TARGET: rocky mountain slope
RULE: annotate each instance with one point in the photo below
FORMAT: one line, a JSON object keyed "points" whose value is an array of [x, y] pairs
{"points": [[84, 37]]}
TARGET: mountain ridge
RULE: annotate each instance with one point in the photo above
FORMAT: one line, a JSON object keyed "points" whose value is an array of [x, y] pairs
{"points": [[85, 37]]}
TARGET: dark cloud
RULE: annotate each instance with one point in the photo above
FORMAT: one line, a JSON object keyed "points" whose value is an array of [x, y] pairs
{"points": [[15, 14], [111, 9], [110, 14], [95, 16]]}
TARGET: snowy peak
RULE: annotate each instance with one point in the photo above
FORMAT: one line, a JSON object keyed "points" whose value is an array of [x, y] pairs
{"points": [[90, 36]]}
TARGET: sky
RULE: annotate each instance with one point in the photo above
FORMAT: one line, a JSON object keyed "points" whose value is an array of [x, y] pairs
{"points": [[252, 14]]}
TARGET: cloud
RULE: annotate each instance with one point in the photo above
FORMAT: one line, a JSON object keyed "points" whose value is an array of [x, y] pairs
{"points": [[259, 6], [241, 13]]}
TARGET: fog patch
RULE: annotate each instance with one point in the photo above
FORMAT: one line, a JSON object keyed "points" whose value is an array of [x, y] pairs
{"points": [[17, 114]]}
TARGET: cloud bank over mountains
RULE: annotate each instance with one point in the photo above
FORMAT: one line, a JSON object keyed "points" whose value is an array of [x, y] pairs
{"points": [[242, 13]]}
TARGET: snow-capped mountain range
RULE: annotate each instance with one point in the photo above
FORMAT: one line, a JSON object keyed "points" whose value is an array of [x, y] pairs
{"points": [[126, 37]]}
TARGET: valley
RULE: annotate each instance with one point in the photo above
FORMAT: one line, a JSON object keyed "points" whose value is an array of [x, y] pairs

━━━━

» **YOUR INSTRUCTIONS**
Rewrite all lines of the records above, replacing every occurrence of "annotate each instance with one point" with "place a single point on every instance" and keeping everything else unchanged.

» **THE COMPLETED TASK**
TARGET: rocky mountain slope
RULE: place a single point on every instance in the photo below
FORMAT: one line, a JSON object keyed "points" whose value is an array of [x, y] pairs
{"points": [[84, 37]]}
TARGET: mountain ridge
RULE: place a single point on every instance in the photo above
FORMAT: one line, a JSON object keyed "points" whose value is an array of [x, y] pairs
{"points": [[85, 37]]}
TARGET: dark cloud
RULE: place a single point on every instance in the photo above
FORMAT: one line, a JSON object keyed "points" whose value is an array of [x, y] pairs
{"points": [[15, 14], [111, 9], [110, 14], [95, 16]]}
TARGET: snowy peak
RULE: place a single point on every instance in the photo above
FORMAT: one line, a JSON object keyed "points" whose value is an array of [x, y] pairs
{"points": [[90, 36]]}
TARGET: sky
RULE: place a single point on every instance in the photo above
FORMAT: one line, a JSON object keyed "points" whose value is an array of [x, y] pairs
{"points": [[252, 14]]}
TARGET: cloud
RULE: place a single point on every instance in the photo above
FORMAT: one line, a JSON object keyed "points" whose value is an array of [x, y] pairs
{"points": [[259, 6], [241, 13]]}
TARGET: fog patch
RULE: place a single point on every instance in the photo above
FORMAT: one line, a JSON object keyed "points" whose value is an array of [x, y] pairs
{"points": [[17, 114]]}
TARGET: cloud bank over mountains
RULE: place a single point on every instance in the photo above
FORMAT: one line, a JSON object keyed "points" whose value is an array of [x, y] pairs
{"points": [[242, 13]]}
TARGET: snow-capped mountain range
RULE: place a single point on every instance in the photo above
FORMAT: one line, a JSON object keyed "points" whose value is an array of [x, y] pairs
{"points": [[126, 37]]}
TARGET: valley
RULE: place a single point on every instance in the photo above
FORMAT: one line, a JSON object keyed "points" whose value is an array of [x, y] pairs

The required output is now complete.